• [Text to read]
★ ★ ★ ★ ★
Why it's not game over for gamification
Why isn’t gamification a high scorer on the corporate leaderboard?
Is it because the hype got out of hand? Is it because its name ‘gamification’ trivialises what is effectively an application of behavioural science? Or is it simply because gamification isn’t all that?
Certainly it wasn’t long ago that leading experts were making a big fuss about it. In 2012, Gartner, for instance, predicted that by 2014 the use of gamified services for consumer goods marketing and customer retention would become as important as Facebook. The research house also forecast that more than 70% of Global 2000 organisations would have at least one gamified application by 2015, and that the gamification industry would be worth US$2.8 billion by 2016.
Big numbers. Big predictions. But also, as it transpires, a big miscalculation.
It’s fair to say that the business world circa 2015 isn’t in thrall to gamification in the way that Gartner predicted, and the research house is now estimating that market penetration is a measly 5-10%. In a study of over 100 line-of-business managers by Sunrise Software, only about a third (30%) felt that gamification was here to stay, while a fifth (21%) thought it was a passing fad and half (49%) felt the jury is still out.
And at industry level, an Infosys study into gamification in the financial services sector last year found that the discipline was still in its infancy, even in the United States, with only 10% of the 160 banks questioned having activated a gamification programme.
It is perhaps unsurprising, therefore, that the likes of Fortune magazine have declared that “the whole gamification thing is over”.
So is it game over for gamification? Or is it merely a case of gamification being overhyped before its time, and that its best days are still to come?
Level one: definitions
To get to the bottom of this, let’s first clear up any confusion about gamification, beginning with its definition.
“Gamification applies game mechanics to non-game activities enabling companies to engage more effectively with consumers, employees and partners to accomplish a variety of mission-critical business goals,” says Britt Davies, chief marketing officer at Workplace.
“The concept of gamification works by addressing the many intrinsic needs of the participants including competition, achievement, status and rewards for specific behaviours. People are deeply attracted to these experiences, and the positive impact of gamifying business systems and processes has been proven many times over.”
When implemented properly, gamification can help businesses achieve three broad objectives: change behaviour, develop skills, and enable innovation.
- Changing behaviours: The most common use of gamification is to engage a specific audience and encourage them to change a target set of behaviours. By turning the desired behaviour change into a game, people become engaged and encouraged to adopt new habits.
- Developing skills: Gamification is increasingly being used in both formal education and in corporate training programs to engage students in a more immersive learning experience.
- Enabling Innovation: Innovation games generally use game mechanics to create a more engaging experience, but the key is to engage lots of players, solving problems through crowdsourcing.
Level two: customers
This can be applied to a variety of functions, both to stakeholders inside the organisation and outside.
★ ★ ★ ★ ★
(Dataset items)
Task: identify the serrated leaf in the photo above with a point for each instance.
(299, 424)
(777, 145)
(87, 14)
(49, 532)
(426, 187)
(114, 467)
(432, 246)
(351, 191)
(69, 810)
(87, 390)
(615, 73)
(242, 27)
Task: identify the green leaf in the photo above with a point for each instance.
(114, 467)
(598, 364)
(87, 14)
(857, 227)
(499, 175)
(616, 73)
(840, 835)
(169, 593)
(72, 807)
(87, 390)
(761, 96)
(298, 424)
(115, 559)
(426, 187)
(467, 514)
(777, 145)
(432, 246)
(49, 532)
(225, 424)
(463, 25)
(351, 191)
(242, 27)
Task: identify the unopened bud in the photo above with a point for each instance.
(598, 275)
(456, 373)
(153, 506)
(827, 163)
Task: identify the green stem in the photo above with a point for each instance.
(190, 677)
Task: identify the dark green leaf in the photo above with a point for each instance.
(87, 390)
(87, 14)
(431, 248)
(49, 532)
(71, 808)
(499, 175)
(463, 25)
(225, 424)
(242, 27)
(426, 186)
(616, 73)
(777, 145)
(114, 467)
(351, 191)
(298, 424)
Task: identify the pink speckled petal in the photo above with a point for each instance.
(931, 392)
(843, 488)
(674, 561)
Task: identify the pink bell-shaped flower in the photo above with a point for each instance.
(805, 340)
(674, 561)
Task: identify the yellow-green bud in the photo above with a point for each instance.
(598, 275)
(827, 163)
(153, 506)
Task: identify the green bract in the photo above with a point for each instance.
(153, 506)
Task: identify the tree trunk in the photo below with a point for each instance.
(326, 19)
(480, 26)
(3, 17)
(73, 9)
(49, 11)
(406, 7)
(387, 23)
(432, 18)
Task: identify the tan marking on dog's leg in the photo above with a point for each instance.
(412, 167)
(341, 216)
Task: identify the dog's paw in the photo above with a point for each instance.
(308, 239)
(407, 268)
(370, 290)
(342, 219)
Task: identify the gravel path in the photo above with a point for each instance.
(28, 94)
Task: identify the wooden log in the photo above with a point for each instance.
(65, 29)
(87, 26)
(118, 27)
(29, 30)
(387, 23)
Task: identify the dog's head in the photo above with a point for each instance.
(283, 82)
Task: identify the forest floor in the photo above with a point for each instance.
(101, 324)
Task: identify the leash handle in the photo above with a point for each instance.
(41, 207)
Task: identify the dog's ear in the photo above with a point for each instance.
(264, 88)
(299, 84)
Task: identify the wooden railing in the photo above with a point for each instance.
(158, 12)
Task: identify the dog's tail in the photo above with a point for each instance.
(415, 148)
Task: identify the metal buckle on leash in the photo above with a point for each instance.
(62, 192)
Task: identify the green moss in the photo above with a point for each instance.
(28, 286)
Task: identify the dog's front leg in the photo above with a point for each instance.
★ ★ ★ ★ ★
• [Tasks for this exercise]
- a) Condense the paragraph of the gamification article that begins "It’s fair to say that the business world" into a bulleted list, keeping its main facts.
- b) For each statement, decide whether it agrees with the gamification article. Answer yes or no, and quote the words of the article that decide it.
(i) Gartner forecast that the gamification industry would be worth US$2.8 billion by 2016.
(ii) The Infosys study found that half of the banks questioned had activated a gamification programme.
(iii) Britt Davies is chief marketing officer at Workplace.
- c) Write the next part of the gamification article, picking up after its final sentence.
The listing comes from a separate source.

• [Responses to the tasks]
- a)
- Around 2015, the business world is not as taken with gamification as Gartner predicted.
- Gartner now puts market penetration at only 5-10%.
- A Sunrise Software study surveyed over 100 line-of-business managers:
  - 30% felt gamification was here to stay.
  - 21% thought it was a passing fad.
  - 49% felt the jury is still out.

- b)
(i) Yes: "the gamification industry would be worth US$2.8 billion by 2016"
(ii) No: "only 10% of the 160 banks questioned having activated a gamification programme"
(iii) Yes: "says Britt Davies, chief marketing officer at Workplace"

- c)
“Already companies large and small are reporting impressive – and quantified – results in applying gamification to key elements of CRM – customer acquisition, loyalty and engagement, for example, helping create the e-world equivalent of word-of-mouth advertising,” says Maggie Buggie, vice president of digital transformation at Capgemini Consulting.
“They are also using insights gained from using gamification techniques to address pain points in core CRM processes. Gamification can also yield a rich fund of data on consumer behaviour, allowing marketing and website content to be personalised, improving interaction and sales. Cloud-based gamification allows enterprises to widen their reach and make changes more real-time – and more relevant to consumers and employees.”
Korean giant Samsung, for instance, was an early adopter of gamification in CRM. It had a great website, but too many people visited the site once only, and never made a purchase, while too many paying customers failed to come back for more. Working with gamification experts Badgeville, it launched Samsung Nation, a new social loyalty programme with classic game-playing features – leaderboards, learning activities and loyalty points, for example 500 points for registering a purchase, 100 points for providing a question for the website FAQs, 300 points for providing an answer.
The results, reported after only a year, were spectacular. The ratio of registered to anonymous users increased by 47%, the number of customers providing answers to FAQs has risen ten-fold and the conversion rate of website visitors to purchasers rose six-fold.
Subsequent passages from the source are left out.